→ OBJECTIVE
Copy all of the material below word for word, keeping each line and its order unchanged.

→ MATERIAL FOR THE TASK
__________

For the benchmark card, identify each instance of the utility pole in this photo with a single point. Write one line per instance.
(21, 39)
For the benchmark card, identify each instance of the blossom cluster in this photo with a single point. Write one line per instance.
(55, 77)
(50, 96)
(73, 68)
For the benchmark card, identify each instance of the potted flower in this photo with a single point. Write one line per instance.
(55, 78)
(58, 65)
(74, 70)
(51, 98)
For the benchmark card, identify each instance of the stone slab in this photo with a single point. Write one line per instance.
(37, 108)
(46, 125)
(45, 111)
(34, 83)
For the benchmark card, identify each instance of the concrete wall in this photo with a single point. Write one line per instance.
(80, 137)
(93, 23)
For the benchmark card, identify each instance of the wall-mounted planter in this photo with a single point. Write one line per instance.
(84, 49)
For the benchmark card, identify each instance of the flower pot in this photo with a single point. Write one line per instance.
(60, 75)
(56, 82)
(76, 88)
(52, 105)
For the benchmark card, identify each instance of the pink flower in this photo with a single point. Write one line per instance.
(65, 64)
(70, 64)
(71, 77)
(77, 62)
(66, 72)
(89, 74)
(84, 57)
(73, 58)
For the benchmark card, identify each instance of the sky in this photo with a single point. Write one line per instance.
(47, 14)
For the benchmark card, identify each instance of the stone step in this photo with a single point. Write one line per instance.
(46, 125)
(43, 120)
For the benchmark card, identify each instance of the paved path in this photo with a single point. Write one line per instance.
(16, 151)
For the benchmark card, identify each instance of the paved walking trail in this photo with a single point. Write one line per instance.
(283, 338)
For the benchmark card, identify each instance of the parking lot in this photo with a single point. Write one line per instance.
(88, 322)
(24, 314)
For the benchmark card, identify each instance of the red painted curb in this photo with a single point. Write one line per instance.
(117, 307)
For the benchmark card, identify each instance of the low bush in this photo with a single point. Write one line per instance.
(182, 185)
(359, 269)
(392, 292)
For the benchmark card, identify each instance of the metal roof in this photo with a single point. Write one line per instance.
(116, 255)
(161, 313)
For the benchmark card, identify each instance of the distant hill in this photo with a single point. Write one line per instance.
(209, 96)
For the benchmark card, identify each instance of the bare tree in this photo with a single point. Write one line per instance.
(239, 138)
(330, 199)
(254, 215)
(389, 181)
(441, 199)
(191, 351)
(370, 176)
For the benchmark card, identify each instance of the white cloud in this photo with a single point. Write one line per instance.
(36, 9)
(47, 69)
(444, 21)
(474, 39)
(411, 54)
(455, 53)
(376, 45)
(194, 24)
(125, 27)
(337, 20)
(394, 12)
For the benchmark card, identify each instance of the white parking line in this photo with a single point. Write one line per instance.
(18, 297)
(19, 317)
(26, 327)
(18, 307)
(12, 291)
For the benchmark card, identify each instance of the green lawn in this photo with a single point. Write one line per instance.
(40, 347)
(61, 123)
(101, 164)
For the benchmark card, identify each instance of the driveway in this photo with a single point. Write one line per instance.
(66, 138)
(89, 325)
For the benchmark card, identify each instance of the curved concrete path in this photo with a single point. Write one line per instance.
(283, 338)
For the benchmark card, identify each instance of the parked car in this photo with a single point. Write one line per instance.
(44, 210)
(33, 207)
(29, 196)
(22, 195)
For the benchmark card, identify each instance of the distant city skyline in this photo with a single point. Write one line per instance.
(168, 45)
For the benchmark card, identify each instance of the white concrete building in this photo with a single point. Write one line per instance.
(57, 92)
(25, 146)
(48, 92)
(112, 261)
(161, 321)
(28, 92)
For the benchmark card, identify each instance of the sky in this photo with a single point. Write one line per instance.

__________

→ WRITTEN RESPONSE
For the benchmark card, identify each instance of the utility pole in this photo with a single point. Write one line per instance.
(21, 39)
For the benchmark card, identify each instance of the blossom cluster in this photo with a single point. Write one line per instance.
(55, 77)
(50, 96)
(73, 68)
For the benchmark card, identify each instance of the potted flower in this photo with a single point. Write one line per instance.
(55, 78)
(58, 65)
(74, 70)
(51, 98)
For the benchmark card, identify each instance of the stone slab in this photo with a single point. Write one line per instance.
(37, 108)
(46, 125)
(45, 111)
(34, 83)
For the benchmark card, identify each instance of the concrete wall in this photo with a single point. Write one line per instance.
(80, 137)
(93, 23)
For the benchmark card, identify each instance of the wall-mounted planter in this photo with a single point. Write one line per instance.
(84, 49)
For the benchmark card, identify each instance of the flower pot in this photo with a single point. Write one line per instance.
(60, 75)
(56, 82)
(76, 88)
(52, 105)
For the benchmark card, identify each instance of the pink flower in this photo with a single point. Write one line per instance.
(65, 64)
(70, 64)
(71, 77)
(77, 62)
(66, 72)
(89, 74)
(84, 57)
(73, 58)
For the benchmark card, identify each instance of the sky in this photo with a single point. Write one line per instance.
(47, 14)
For the benchmark card, identify each instance of the stone step in this photo with a single point. Write one line per instance.
(46, 125)
(43, 120)
For the benchmark card, identify each instance of the paved path in this photo with a single point. Write one line per instance.
(16, 151)
For the benchmark card, identify each instance of the paved walking trail in this photo with a single point. Write one line per instance.
(283, 338)
For the benchmark card, identify each instance of the parking lot in this photo with a single point. Write one line per instance.
(88, 322)
(24, 314)
For the benchmark card, identify each instance of the red painted curb in this photo with a single point. Write one line per instance.
(117, 307)
For the benchmark card, identify each instance of the low bush in this photo with a single point. Write one line per instance.
(182, 185)
(359, 269)
(392, 292)
For the benchmark card, identify each instance of the metal roof in this photo with a single point. Write one line per instance.
(116, 255)
(161, 313)
For the benchmark card, identify each instance of the distant hill in this photo with a single point. Write one line per instance.
(209, 96)
For the benchmark card, identify each instance of the bare tree in this photo with a single point. Write one line per instance.
(239, 138)
(330, 199)
(254, 215)
(389, 181)
(441, 199)
(191, 351)
(370, 176)
For the benchmark card, identify each instance of the white cloud in this photo with a single point. Write one line per instance.
(36, 9)
(47, 69)
(444, 21)
(474, 39)
(411, 54)
(455, 53)
(376, 45)
(194, 24)
(125, 27)
(337, 20)
(394, 12)
For the benchmark card, identify each instance of the white parking line in this photo with a single point. Write one line per instance.
(18, 297)
(19, 317)
(26, 327)
(18, 307)
(12, 291)
For the benchmark card, identify each instance of the green lawn in this photo with a single point. Write one line per instance.
(40, 347)
(61, 123)
(101, 164)
For the benchmark card, identify each instance of the driveway in this photo with a single point. Write one line per instance.
(66, 138)
(89, 325)
For the benchmark card, identify each instance of the curved concrete path in this photo with a single point. Write one line per instance.
(283, 338)
For the benchmark card, identify each instance of the parked car in this photo with a single point. Write one line per instance.
(44, 210)
(33, 207)
(29, 196)
(22, 195)
For the benchmark card, identify each instance of the distant city skyline in this photo with a single point. Write one line per instance.
(168, 45)
For the benchmark card, identify each instance of the white concrete building in this photo with a single point. Write one line per instance.
(57, 92)
(25, 146)
(48, 92)
(112, 261)
(161, 321)
(28, 92)
For the benchmark card, identify each instance of the sky in this photo with a single point. Write one line per instance.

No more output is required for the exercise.